**Work to be completed**
Repeat exactly the lines below from the line that contains "the form (18,38);" to the last line, inclusive, without the pictures.

**Dataset excerpts**

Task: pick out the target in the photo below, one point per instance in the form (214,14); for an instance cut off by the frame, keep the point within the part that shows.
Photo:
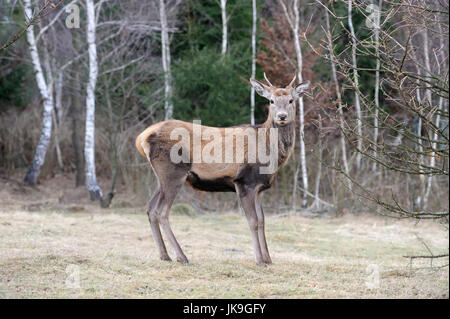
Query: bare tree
(294,23)
(415,91)
(47,97)
(223,9)
(377,26)
(92,186)
(355,84)
(31,19)
(252,92)
(165,48)
(341,119)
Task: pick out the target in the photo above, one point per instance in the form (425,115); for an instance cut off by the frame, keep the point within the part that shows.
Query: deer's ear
(299,90)
(261,89)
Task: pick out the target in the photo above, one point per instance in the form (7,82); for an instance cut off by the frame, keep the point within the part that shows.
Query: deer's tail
(142,144)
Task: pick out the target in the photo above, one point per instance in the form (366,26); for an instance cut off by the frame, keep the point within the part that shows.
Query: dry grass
(48,232)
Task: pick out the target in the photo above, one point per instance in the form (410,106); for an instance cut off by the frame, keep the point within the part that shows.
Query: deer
(241,177)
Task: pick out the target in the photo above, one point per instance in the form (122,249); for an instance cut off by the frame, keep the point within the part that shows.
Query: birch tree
(252,93)
(47,97)
(223,8)
(377,26)
(92,186)
(338,96)
(356,86)
(165,48)
(294,23)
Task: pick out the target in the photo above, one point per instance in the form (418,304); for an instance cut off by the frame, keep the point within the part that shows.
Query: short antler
(292,82)
(267,80)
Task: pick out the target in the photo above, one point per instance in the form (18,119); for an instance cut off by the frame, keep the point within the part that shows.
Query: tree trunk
(252,93)
(165,48)
(319,169)
(298,51)
(44,140)
(223,8)
(377,82)
(356,85)
(92,186)
(339,98)
(76,114)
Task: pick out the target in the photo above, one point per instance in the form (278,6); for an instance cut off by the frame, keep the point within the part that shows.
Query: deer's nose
(282,116)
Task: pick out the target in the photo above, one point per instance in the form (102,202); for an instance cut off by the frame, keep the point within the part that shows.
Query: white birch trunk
(92,186)
(223,8)
(418,200)
(44,140)
(298,52)
(339,98)
(58,96)
(377,83)
(437,120)
(165,48)
(356,84)
(319,169)
(252,92)
(428,95)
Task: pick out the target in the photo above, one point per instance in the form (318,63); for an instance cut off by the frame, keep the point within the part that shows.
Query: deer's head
(282,106)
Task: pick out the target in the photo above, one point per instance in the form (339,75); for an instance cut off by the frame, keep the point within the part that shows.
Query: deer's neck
(286,139)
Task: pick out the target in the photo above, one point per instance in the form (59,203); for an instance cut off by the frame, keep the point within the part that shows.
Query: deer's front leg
(261,230)
(247,200)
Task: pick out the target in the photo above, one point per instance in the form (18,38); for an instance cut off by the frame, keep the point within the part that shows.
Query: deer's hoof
(165,258)
(261,264)
(183,260)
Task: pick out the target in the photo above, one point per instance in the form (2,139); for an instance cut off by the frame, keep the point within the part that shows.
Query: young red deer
(157,144)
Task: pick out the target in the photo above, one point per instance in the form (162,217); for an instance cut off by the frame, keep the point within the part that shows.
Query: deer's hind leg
(170,182)
(154,225)
(247,197)
(261,229)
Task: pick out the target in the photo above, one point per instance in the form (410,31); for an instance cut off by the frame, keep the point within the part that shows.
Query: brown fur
(243,178)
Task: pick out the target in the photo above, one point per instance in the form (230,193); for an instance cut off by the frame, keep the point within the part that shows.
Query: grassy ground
(114,254)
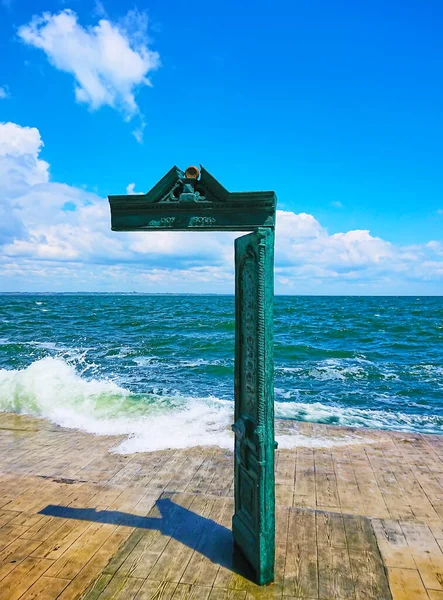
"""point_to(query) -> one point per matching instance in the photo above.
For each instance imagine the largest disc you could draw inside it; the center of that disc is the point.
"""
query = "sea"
(158, 369)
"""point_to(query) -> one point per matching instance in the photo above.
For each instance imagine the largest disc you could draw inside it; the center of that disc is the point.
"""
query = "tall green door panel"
(193, 200)
(253, 523)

**Exercise solution**
Task: pick out the target in the photo above, one point per instance in the form (18,38); for an instance cut off by the frame, keep the point within the part that shows.
Query: deer's hoof
(165,258)
(261,264)
(183,260)
Task: pick out the target in the photo above, one point per instance in the form (2,139); for an instance cut off by the frame, keep the point within the part that shows.
Query: young red deer
(157,144)
Task: pick out the target in the photo above, one point per instance in the form (162,217); for an instance cut off by the frame, keep the point within the part that shows.
Query: deer's hind leg
(170,182)
(154,225)
(247,197)
(261,229)
Task: pick out the target in the photo above, one point per instance in the form (410,31); for an instance cut off by the frame, keep the point within the part that shows.
Query: brown fur
(243,178)
Task: pick out the target in the photo above, one point per instance in the form (230,193); for an instance cut off by the frame, keep the point within the part that shows.
Query: grassy ground
(114,254)
"""point_to(query) -> one point per matching instance in the photo above.
For each instance imagine the largest disc you could draw inside it; the center of that disc is the point.
"""
query = "sea"
(158, 369)
"""point_to(query) -> one point per matching instance in the photo above.
For each instance imagine the largest disc you could draw inside it; the center of that disc is the point.
"""
query = "tall green door panel"
(193, 200)
(253, 523)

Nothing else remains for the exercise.